Dans ce projet CSP 3.0, il y a notamment le repositionnement des places à l’intérieur ?

Je ne sais pas par quel bout commencer (sourire). On a commencé par réajuster les travées et les prix. On avait trois catégories de prix sur l’ensemble de Beaublanc et on est passé à plus de seize pour essayer d’être le plus juste en fonction de l’emplacement, de la hauteur, de l’accessibilité et des avantages. On a étoffé la gamme des prix, certains ont été baissés d’autres augmentés pour aligner notre tarification billetterie et abonnement. Ils sont capables en NBA sur une salle de 20 000 d’avoir pratiquement 20 000 tarifs différents. Forcément, quand on est en bas et au centre c’est plus cher qu’en haut. Le grand public était notre priorité. On a réfléchi aussi sur une offre partenaires avec des modifications de prestation. On a fait un mailing là-dessus. Les partenaires étaient prudents vis-à-vis de ce nouveau produit. « Je vais vous en prendre dans cet espace-là mais je ne sais pas trop. » A la fin du match (NDLR : contre Chalon), j’ai quinze partenaires qui sont venus me voir pour savoir s’il restait de la place ! Aujourd’hui les modes de consommation ont changé, même pour le sport, même pour le CSP et même s’il n’y a pas une concurrence folle. On ne peut plus « forcer » les gens à acheter des produits. Ils veulent acheter des produits qui leur rassemble. On a fait l’année dernière un long process avec des focus groups, que ce soit au niveau des supporters, des abonnés et des partenaires en leur demandant tout simplement ce dont ils avaient envie, qu’elles étaient les améliorations qu’ils voulaient voir en priorité dans le Palais des Sports. Ça nous a pris trois mois pour faire tous ces rendez-vous, analyser et hiérarchiser les réponses et peaufiner la démarche commerciale pour apporter du service supplémentaire.

« On a mis plus de 200 000€ dans la brasserie en faisant travailler exclusivement des partenaires du club et locaux »

Vous avez entrepris cet été un certain nombre de travaux dans Beaublanc, notamment en investissant 200 000 euros dans une brasserie et aussi en créant trois autres bars. Vous aviez aussi à réaménager le hall d’entrée et les coursives avec un musée ?

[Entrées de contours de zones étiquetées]

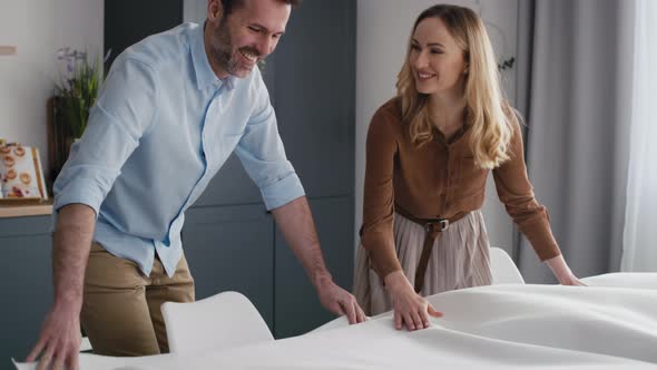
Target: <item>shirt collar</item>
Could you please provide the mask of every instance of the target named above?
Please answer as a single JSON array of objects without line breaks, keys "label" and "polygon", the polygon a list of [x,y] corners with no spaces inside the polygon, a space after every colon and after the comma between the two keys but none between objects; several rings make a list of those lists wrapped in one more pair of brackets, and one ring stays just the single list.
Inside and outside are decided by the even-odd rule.
[{"label": "shirt collar", "polygon": [[205,52],[205,32],[204,25],[199,25],[192,31],[192,60],[194,62],[194,72],[196,75],[196,86],[199,90],[208,87],[220,87],[225,85],[228,90],[235,87],[235,77],[228,76],[219,79],[209,66],[207,53]]}]

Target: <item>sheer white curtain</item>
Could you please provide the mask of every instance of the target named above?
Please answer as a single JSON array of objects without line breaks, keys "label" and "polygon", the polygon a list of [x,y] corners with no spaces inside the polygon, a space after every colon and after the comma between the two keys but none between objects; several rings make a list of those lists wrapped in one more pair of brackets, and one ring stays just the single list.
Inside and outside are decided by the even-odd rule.
[{"label": "sheer white curtain", "polygon": [[657,272],[657,1],[637,0],[622,271]]}]

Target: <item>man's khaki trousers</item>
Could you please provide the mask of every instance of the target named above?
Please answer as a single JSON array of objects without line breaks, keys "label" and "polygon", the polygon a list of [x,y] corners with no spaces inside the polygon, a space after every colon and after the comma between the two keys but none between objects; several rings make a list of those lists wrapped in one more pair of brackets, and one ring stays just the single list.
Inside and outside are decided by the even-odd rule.
[{"label": "man's khaki trousers", "polygon": [[80,322],[94,353],[148,356],[168,352],[160,306],[193,302],[194,279],[185,256],[173,278],[157,257],[150,276],[133,261],[114,256],[94,243],[85,275]]}]

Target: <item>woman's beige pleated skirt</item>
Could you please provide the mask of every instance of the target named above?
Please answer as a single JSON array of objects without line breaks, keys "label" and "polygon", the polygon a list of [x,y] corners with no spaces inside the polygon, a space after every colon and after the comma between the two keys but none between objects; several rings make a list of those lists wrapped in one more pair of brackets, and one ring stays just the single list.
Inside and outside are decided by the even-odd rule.
[{"label": "woman's beige pleated skirt", "polygon": [[[394,214],[394,243],[404,274],[413,284],[426,232],[399,213]],[[424,275],[422,296],[457,289],[490,285],[489,241],[481,211],[470,212],[438,234]],[[367,315],[392,310],[381,279],[370,267],[367,251],[359,246],[354,295]]]}]

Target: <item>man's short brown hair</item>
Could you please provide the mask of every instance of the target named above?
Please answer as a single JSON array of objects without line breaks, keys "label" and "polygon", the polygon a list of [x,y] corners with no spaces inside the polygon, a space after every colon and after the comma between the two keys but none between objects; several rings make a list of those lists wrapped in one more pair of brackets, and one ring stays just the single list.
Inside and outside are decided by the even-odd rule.
[{"label": "man's short brown hair", "polygon": [[[233,10],[238,9],[242,7],[243,0],[222,0],[222,7],[224,8],[224,16],[228,17],[233,12]],[[281,2],[285,2],[292,6],[292,8],[298,6],[301,0],[278,0]]]}]

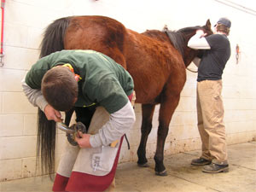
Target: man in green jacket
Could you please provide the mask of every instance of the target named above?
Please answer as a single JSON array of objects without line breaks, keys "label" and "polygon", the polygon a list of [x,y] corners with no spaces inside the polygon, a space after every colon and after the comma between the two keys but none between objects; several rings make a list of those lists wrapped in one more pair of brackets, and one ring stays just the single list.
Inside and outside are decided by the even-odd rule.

**CE QU'IL FAUT:**
Réécrivez tout le passage de l'article sur Beaublanc qui va de « Vous avez entrepris » jusqu'à « avec un musée ? », en remplaçant « musée » par « espace patrimoine ».

**RÉSULTAT FINAL:**
Vous avez entrepris cet été un certain nombre de travaux dans Beaublanc, notamment en investissant 200 000 euros dans une brasserie et aussi en créant trois autres bars. Vous aviez aussi à réaménager le hall d’entrée et les coursives avec un espace patrimoine ?